• TEXTE PRÉSENTÉ:
* * * *
Toutefois, le minage n’est qu’un des piliers de la stratégie de l’Iran en matière de crypto-actifs ; son usage dans les paiements transfrontières est encore plus perturbateur. L’Iran est devenu le premier pays à reconnaître formellement l’usage de crypto-actifs pour le commerce international. Il contourne ouvertement le système financier traditionnel fondé sur le dollar et l’infrastructure bancaire mondiale, perturbant potentiellement le système monétaire. Compte tenu de la nature intrinsèquement anonyme des crypto-actifs, qui contribue à permettre au régime de dissimuler ses activités financières, le gouvernement les utilise pour contourner les sanctions. Des rapports d’incidents indiquent que des entreprises iraniennes et des entités affiliées au gouvernement effectuent des opérations d’importation en utilisant des crypto-actifs. Une enquête (source : Reuteurs, 2022) a révélé que sur la Binance, bien qu’ayant officiellement interdit les utilisateurs iraniens, a traité environ 8 milliards de dollars d’échanges commerciaux iraniens en crypto-actifs depuis 2019. Une grande partie de ces activités passe par des portefeuilles indirects et des transactions en crypto-actifs peu visibles, permettant aux négociateurs d’échapper aux restrictions et d’opérer en toute discrétion.
* * * *
(Entrées de données enregistrées)
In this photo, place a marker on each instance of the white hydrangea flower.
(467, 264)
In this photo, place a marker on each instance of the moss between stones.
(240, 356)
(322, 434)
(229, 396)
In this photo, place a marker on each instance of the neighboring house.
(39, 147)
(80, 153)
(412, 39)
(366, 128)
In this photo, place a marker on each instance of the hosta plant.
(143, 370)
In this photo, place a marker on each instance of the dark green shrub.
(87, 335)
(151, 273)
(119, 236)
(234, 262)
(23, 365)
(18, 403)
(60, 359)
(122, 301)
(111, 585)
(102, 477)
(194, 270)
* * * *
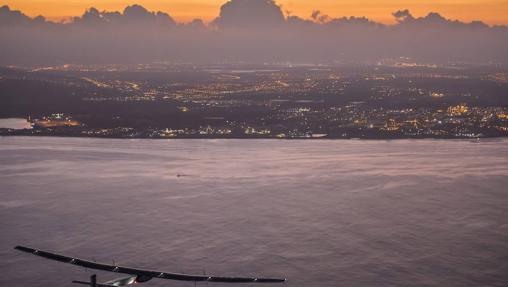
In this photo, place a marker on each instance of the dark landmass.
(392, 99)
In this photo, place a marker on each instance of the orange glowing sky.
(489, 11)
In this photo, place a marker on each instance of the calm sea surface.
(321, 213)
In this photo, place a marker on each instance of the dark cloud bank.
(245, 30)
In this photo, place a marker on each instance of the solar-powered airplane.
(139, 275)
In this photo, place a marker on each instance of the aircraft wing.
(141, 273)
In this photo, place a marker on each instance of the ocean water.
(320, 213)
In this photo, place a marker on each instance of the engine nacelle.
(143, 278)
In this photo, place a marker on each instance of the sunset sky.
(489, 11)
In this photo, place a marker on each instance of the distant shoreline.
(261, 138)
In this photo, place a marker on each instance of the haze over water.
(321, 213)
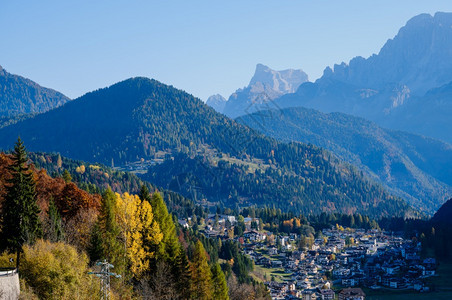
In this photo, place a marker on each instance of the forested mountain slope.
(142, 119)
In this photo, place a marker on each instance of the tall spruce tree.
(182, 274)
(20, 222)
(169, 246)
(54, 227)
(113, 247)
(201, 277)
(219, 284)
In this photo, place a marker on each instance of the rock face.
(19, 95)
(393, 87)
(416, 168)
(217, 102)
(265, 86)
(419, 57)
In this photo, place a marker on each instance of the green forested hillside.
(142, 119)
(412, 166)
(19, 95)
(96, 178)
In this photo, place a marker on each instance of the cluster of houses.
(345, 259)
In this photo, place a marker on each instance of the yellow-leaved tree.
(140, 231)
* * * *
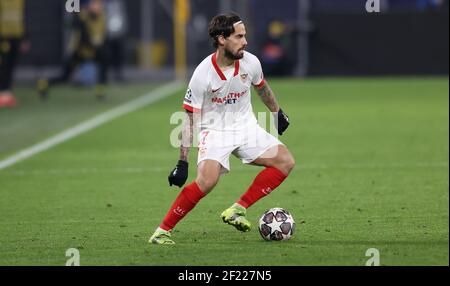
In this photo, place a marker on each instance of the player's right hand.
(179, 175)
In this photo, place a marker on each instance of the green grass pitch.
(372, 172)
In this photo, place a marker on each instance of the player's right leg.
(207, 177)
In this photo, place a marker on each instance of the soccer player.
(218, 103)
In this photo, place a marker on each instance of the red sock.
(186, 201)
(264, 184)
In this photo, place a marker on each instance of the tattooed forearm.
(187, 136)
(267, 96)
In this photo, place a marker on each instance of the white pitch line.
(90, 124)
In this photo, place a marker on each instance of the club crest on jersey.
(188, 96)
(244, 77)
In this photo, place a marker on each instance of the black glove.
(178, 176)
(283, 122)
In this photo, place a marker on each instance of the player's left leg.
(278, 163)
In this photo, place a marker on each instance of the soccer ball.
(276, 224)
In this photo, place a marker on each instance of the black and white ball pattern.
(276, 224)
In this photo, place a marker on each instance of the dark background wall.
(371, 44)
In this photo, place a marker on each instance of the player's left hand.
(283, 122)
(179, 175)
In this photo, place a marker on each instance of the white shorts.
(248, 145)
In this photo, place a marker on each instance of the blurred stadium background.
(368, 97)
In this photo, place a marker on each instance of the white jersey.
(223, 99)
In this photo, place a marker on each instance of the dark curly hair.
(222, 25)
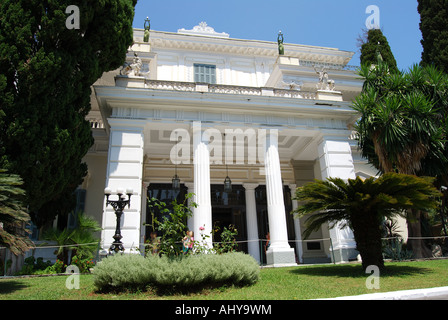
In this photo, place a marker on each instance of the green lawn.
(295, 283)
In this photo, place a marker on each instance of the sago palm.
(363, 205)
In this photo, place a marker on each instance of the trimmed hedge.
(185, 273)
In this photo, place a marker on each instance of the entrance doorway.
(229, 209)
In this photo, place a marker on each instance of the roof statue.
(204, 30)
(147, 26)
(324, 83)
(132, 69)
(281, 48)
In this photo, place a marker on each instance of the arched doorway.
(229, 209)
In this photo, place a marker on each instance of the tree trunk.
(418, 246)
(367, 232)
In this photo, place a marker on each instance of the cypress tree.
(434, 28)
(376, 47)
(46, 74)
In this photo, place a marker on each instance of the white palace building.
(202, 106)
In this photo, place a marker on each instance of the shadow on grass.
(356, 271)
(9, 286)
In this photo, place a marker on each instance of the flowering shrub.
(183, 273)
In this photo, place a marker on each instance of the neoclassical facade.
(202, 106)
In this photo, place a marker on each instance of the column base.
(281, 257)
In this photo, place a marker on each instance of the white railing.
* * * *
Pour chaque affirmation, indiquez par oui ou non si elle concorde avec le texte sur l’Iran et les crypto-actifs, puis citez mot pour mot les termes du texte qui tranchent. (a) L’Iran est le premier pays à reconnaître formellement l’usage de crypto-actifs pour le commerce international. (b) Le minage est le seul pilier de la stratégie de l’Iran en matière de crypto-actifs. (c) Des entreprises iraniennes font des importations en utilisant des crypto-actifs.

• RÉPONSE ATTENDUE:
(a) Oui : « L’Iran est devenu le premier pays à reconnaître formellement l’usage de crypto-actifs pour le commerce international ».
(b) Non : « le minage n’est qu’un des piliers de la stratégie de l’Iran en matière de crypto-actifs ».
(c) Oui : « des entreprises iraniennes et des entités affiliées au gouvernement effectuent des opérations d’importation en utilisant des crypto-actifs ».